## [Consignes]
A. Réécrivez la partie du passage sur Ndiaganiao qui commence par les mots contenant « Les habitants de » et se termine par « à cette culture. », en substituant « localité » à « commune ».
B. Répondez brièvement aux questions suivantes sur le passage sur Ndiaganiao :
(i) Quel est le nom du chasseur présenté comme la première personne établie sur place ?
(ii) Quelle expression serait l'origine étymologique du nom de la commune ?
(iii) Selon le passage, que signifie le terme « Lamanes » ?

Les habitants de Ndiaganiao, comme tous les Sérères, sont des agropasteurs, car l’agriculture et l’élevage sont combinés et ils le font de manière parfaite. Aujourd’hui, ils sont estimés à plus de 500 000 âmes vivant dans la commune.
Le nom du village collé à la culture du ‘’niébé’’ (haricot)
‘’Diégaa niao’’ (la terre où il y a des haricots) serait l’origine étymologique du nom de la commune qui a donné au Sénégal son président de la République le plus jeune de son histoire, Bassirou Diomaye Faye. Son oncle et parrain raconte que l’histoire du village est collée à cette culture.
En effet, explique-t-il, ‘’la première personne qui s’est établie ici plus ou moins, pas en tant que résident permanent, mais en tant que chasseur qui venait justement de l’autre côté qui fait partie de Ndiaganiao, s’appelait Samba Ndiaye. D’ailleurs, le père du candidat porte son nom. Il y avait ici une grande mare, une rivière que l’on appelait ‘Ndel nianiao’. Et le nom de Ndiaganiao vient du fait que lui, pendant la saison sèche, venait ici chasser et comme la terre était fertile, il faisait aussi de la culture de haricots. Et quand les chasseurs venaient vers le Sine, ils passaient à Ndiaganiao. Les gens disaient ‘nu njaga a niao’ (avez-vous des niébés) ; ‘nga a ndéta ma jag na niao’ (nous allons là où il y a des niébés). Ce n’est pas lui qui l’a fondé. Ce sont d’autres personnes qui sont venues et qui ont nommé le village après, parce qu’ils savaient qu’ils s’établissaient ici’’.
Auparavant, le village n’avait pas de nom, puisque c’étaient des habitations spontanées qui y étaient installées, et ces habitants n’avaient pas l’autorisation de s’installer de la part du Tègne du Baol. ‘’C’est à lui que le Tègne avait donné l’autorisation d’établir une terre pour lui, car au Sénégal, il y a ce qu’on appelle les Lamanes (qui veut dire celui qui est le propriétaire de la terre par le feu). C’est différent du propriétaire par la hache qui pouvaient couper des arbres dans un endroit pour en faire un champ et chaque fois qu’un chef de la famille décède, pour réaffirmer la possession de la terre où l’on a coupé des arbres, on donne une vêle ou un veau. Ce n’était pas comme les systèmes occidentaux où l’on ravage tout, mais c’était beaucoup plus un système féodal, beaucoup plus allégé que pour les Européens’’, raconte M. Faye.

## [Données affichées]

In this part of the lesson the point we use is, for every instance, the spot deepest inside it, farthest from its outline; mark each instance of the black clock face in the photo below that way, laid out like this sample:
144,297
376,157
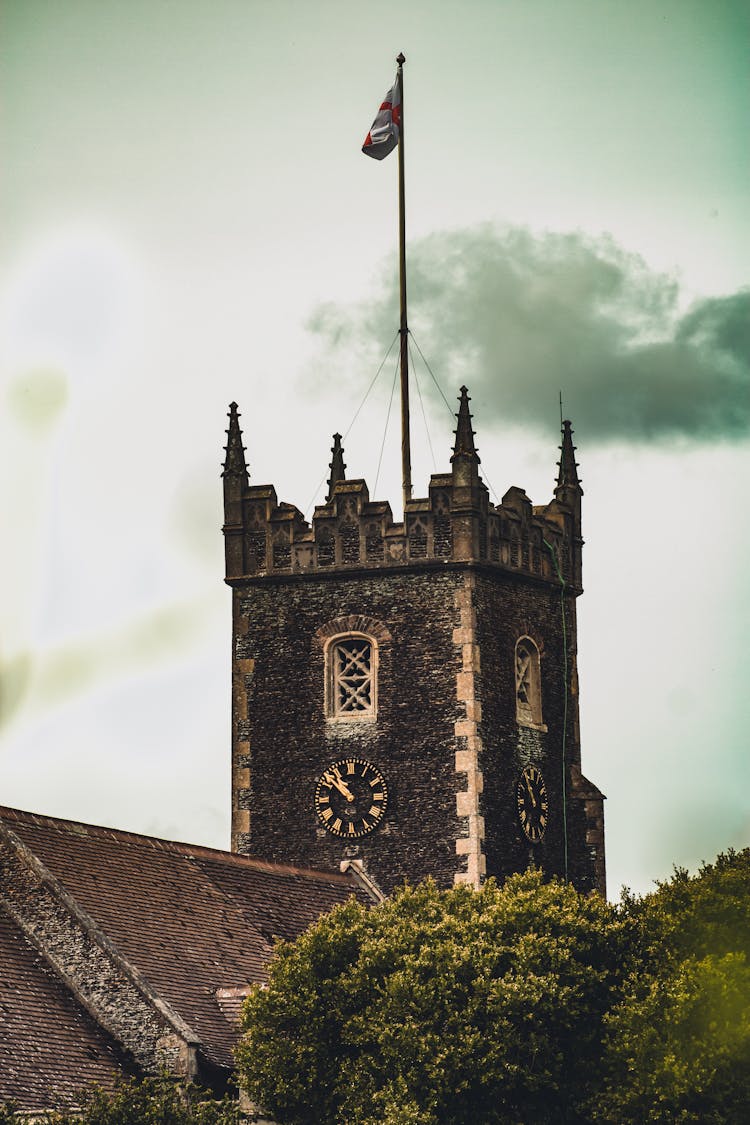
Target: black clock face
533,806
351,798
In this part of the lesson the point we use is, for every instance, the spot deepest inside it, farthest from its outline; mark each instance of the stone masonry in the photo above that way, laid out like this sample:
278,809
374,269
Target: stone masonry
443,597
--
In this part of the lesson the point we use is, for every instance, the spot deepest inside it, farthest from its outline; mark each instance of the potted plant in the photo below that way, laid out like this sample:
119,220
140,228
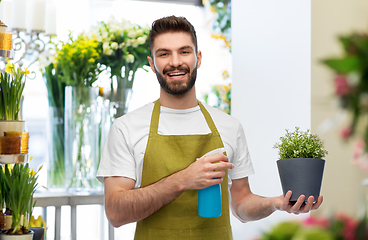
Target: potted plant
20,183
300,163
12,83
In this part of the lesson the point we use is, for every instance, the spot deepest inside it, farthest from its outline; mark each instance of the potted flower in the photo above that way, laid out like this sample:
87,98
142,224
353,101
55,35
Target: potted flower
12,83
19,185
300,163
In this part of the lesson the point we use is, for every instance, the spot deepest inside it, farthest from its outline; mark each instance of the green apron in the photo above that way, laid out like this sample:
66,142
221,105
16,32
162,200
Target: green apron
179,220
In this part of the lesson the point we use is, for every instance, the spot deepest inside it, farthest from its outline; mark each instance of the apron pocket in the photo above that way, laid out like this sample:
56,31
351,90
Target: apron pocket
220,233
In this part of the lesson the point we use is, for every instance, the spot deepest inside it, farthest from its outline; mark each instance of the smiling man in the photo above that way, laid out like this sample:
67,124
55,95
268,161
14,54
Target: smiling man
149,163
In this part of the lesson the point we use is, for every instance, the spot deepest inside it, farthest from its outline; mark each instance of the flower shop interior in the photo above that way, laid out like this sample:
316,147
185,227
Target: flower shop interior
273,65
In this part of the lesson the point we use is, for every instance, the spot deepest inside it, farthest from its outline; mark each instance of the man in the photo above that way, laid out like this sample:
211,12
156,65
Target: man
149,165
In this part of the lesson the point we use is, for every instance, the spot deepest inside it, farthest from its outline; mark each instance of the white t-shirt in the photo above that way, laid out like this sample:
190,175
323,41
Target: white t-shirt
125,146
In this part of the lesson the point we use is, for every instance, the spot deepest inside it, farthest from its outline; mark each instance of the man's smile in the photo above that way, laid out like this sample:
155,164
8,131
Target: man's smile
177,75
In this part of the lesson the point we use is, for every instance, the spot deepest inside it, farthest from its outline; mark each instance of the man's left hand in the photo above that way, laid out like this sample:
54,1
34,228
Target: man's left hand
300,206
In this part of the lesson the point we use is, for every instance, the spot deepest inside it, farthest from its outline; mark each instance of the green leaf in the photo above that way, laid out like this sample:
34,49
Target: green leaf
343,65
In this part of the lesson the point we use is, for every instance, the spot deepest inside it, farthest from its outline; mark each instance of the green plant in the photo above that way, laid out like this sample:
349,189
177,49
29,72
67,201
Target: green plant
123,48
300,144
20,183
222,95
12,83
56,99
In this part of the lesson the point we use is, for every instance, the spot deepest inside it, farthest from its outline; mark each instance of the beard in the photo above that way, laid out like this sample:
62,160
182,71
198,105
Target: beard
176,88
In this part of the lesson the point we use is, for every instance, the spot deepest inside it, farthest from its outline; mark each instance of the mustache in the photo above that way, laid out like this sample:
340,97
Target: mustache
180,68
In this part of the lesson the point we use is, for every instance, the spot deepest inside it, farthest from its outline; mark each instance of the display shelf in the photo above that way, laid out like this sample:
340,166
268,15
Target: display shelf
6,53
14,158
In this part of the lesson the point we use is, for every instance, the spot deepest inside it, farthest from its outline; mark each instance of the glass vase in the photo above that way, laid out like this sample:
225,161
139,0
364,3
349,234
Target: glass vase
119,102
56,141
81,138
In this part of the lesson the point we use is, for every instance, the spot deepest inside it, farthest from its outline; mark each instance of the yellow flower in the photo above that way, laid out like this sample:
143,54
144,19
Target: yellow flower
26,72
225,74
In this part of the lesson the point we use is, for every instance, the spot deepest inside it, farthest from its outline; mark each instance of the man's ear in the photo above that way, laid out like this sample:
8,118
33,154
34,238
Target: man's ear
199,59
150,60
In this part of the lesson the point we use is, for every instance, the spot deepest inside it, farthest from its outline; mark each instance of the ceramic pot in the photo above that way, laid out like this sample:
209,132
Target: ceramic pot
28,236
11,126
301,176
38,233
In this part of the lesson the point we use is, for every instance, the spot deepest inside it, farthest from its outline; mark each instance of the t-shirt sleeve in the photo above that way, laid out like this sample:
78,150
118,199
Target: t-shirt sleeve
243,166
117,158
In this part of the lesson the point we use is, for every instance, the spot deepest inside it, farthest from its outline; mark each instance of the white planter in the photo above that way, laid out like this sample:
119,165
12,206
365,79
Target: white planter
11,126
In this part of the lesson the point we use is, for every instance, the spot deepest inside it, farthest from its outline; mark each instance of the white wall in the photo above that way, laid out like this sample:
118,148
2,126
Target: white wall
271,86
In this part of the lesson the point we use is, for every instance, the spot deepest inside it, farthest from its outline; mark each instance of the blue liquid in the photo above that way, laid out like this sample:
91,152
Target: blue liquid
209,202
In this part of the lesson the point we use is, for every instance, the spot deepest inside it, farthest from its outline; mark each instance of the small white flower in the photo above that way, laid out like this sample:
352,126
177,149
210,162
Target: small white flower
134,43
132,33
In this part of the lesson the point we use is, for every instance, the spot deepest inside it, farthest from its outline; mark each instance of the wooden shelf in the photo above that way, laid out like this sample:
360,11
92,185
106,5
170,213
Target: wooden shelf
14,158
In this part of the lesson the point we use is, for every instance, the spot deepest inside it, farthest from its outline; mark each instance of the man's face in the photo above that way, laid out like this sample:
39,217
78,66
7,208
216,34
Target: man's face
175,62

## [Réponses dans l'ordre]
A.
Les habitants de Ndiaganiao, comme tous les Sérères, sont des agropasteurs, car l’agriculture et l’élevage sont combinés et ils le font de manière parfaite. Aujourd’hui, ils sont estimés à plus de 500 000 âmes vivant dans la localité.
Le nom du village collé à la culture du ‘’niébé’’ (haricot)
‘’Diégaa niao’’ (la terre où il y a des haricots) serait l’origine étymologique du nom de la localité qui a donné au Sénégal son président de la République le plus jeune de son histoire, Bassirou Diomaye Faye. Son oncle et parrain raconte que l’histoire du village est collée à cette culture.

B.
(i) Samba Ndiaye.
(ii) ‘’Diégaa niao’’ (la terre où il y a des haricots).
(iii) Celui qui est le propriétaire de la terre par le feu.